Start of Extract to read

Count Yorga is the first modern vampire I can remember watching on TV as a kid, the first one who didn't come across as a complete throwback to some gothic fantasy Europe. Something has always impressed me about Robert Quarry's smooth voice and manner and the way his vampires integrated themselves with relative ease among then-modern people, whether the bourgeois dolts of Bob Kelljan's film (which calls itself The Loves of Count Iorga...Vampire onscreen) or the hippies of The Deathmaster. Though Yorga is supposed to be Bulgarian, he came across to me as the nearest thing to an American vampire that I'd seen to date. Seeing the film now, Yorga impresses me even more as a swinging vampire of his era, a Hefneresque fiend in a fiery red smoking jacket -- though when shot from the right angle and in the right light, he now makes me think a little of Jude Law gone to seed.
Those eyes. Those hands. Robert Quarry is Count Yorga, Vampire.
Today, Wendigo recognizes Yorga (and Quarry with him) as a groundbreaking movie vampire. Yorga updates the Dracula concept of the master vampire into modern times, unlike the lone vagrant vampire he'd seen in The Night Stalker around the same time. Nearly forty years on, Wendigo is most impressed by Yorga's utter coldness (a counterpoint to the cool I perceive in him), the way he casually sacrifices one of his brides to save himself by throwing her on the point of a vampire-hunter's sharpened bit of broken furniture -- or is that a broom handle?
Edward Walsh as Brudah, more in the Andreas tradition (see Return of the Vampire) than the Renfield line, only without Andreas's conscience.

End of Extract to read

* **Short problem 1**:
Answer these questions from the Count Yorga review:
(a) What nationality is Yorga supposed to be?
(b) Which actor plays Brudah?
(c) In which film did Wendigo see a lone vagrant vampire around the same time?
* **Short problem 2**:
Return the passage of the Count Yorga review from "Count Yorga is" to "gone to seed.", copied word for word.
* **Short problem 3**:
Resume the Count Yorga review, writing on from its final sentence.

Start of Stored records

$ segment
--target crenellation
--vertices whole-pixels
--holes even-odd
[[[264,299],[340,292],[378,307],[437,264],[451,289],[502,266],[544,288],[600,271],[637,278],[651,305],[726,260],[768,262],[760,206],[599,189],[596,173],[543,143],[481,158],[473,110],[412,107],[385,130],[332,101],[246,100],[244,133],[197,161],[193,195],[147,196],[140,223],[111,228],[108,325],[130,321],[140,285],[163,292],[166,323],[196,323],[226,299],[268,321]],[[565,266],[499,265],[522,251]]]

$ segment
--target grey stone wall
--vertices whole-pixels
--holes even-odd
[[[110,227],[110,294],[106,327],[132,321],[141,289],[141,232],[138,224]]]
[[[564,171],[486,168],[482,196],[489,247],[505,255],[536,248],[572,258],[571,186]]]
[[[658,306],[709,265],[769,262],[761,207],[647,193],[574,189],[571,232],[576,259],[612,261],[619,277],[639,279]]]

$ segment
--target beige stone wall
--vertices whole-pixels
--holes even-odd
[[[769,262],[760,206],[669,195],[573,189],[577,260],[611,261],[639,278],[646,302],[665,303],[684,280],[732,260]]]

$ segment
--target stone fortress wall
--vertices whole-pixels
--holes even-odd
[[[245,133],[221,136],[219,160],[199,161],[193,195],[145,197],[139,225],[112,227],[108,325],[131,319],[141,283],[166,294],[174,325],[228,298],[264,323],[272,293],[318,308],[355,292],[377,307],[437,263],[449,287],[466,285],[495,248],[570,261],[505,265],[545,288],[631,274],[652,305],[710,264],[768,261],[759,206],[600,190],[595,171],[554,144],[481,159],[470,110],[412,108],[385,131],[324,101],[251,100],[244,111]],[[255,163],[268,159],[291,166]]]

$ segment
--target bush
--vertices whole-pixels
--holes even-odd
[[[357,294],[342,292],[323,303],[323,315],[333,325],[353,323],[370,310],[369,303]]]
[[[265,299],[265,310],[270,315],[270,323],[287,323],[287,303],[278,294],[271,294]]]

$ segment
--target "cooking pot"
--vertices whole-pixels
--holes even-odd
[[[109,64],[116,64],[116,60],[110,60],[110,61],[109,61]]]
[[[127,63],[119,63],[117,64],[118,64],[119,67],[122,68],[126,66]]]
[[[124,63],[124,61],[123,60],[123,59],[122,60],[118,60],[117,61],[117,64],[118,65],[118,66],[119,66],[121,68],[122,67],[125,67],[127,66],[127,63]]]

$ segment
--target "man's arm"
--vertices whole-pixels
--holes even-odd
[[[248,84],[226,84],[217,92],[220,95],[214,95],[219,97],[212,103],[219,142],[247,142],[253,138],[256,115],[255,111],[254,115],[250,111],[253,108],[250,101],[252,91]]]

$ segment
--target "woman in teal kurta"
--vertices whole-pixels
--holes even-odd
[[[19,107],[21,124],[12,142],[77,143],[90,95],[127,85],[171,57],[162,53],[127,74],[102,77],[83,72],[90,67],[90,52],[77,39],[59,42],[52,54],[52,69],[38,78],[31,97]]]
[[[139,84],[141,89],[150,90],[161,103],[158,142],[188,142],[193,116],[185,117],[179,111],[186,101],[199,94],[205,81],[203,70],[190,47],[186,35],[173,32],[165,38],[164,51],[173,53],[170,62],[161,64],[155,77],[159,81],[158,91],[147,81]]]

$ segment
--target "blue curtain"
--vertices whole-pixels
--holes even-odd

End of Stored records

* **Reply 1**:
(a) Bulgarian
(b) Edward Walsh
(c) The Night Stalker

* **Reply 2**:
Count Yorga is the first modern vampire I can remember watching on TV as a kid, the first one who didn't come across as a complete throwback to some gothic fantasy Europe. Something has always impressed me about Robert Quarry's smooth voice and manner and the way his vampires integrated themselves with relative ease among then-modern people, whether the bourgeois dolts of Bob Kelljan's film (which calls itself The Loves of Count Iorga...Vampire onscreen) or the hippies of The Deathmaster. Though Yorga is supposed to be Bulgarian, he came across to me as the nearest thing to an American vampire that I'd seen to date. Seeing the film now, Yorga impresses me even more as a swinging vampire of his era, a Hefneresque fiend in a fiery red smoking jacket -- though when shot from the right angle and in the right light, he now makes me think a little of Jude Law gone to seed.

* **Reply 3**:
Speaking of shortcuts, Yorga skips much of the usual establishing business of vampire films. We see a coffin arrive on a Bulgarian freighter, and we see Brudah throw it on a pickup and drive down the highway, but the next thing you know there's this guy conducting a seance with a bunch of whomevers (including some people we don't see after this scene), seeking the spirit of a woman who recently died (and he knows how). Only eventually do we learn that this is Count Yorga, but Quarry instantly commands the screen in a way that leaves the man's identity beyond doubt. This is a pretty simple story, so shortcuts make sense.
A more common sin of all cheap cinema committed here is the artless use of day-for-night shots. A van is stuck on Yorga's property overnight. From inside the van, we can see light blazing through the shaded windows; but it's pitch black outside, but a blazing light illuminates the side of the van. Despite these deficiencies, there are some good scare or shock moments, especially when the vampires attack with an in-your-face ferocity not often scene before, and particularly when Yorga, whom we thought in full flight moments earlier, comes out of nowhere to tackle our remaining hero as he steps into a hallway. On top of that, since this was the Seventies, we have a decade-standard unhappy ending for just about everyone involved, people and vampires alike."Vampires? You mean, like?..." Vampire hunting in Count Yorga is a bit of a charade.
Count Yorga, Vampire didn't make it onto Wendigo's top-ten vampire-film list from last year, but he'd definitely place it in a top 20 or top 25. He actually likes The Return of Count Yorga better, but he'll have more opportunity to explain that in a week or so. Both are seminal Seventies horror films that make the most of limited means to create a memorable experience we find ourselves frequently willing to relive.
This copy of the trailer was served up to YouTube by TrailerFood.
2 comments:
I saw Count Yorga a couple of years back. It was OK, but didn't really excite me. Mind you by the time I saw it I'd seen plenty of modern urban vampires movies so it didn't seem quite a ground-breaking as it might have done in 1970.
I absolutely love this movie and its sequel even more! I first became aware of the first movie after seeing a single b/w shot of Yorga from the ending. The pic was inside a book on Dracula movies in our school library.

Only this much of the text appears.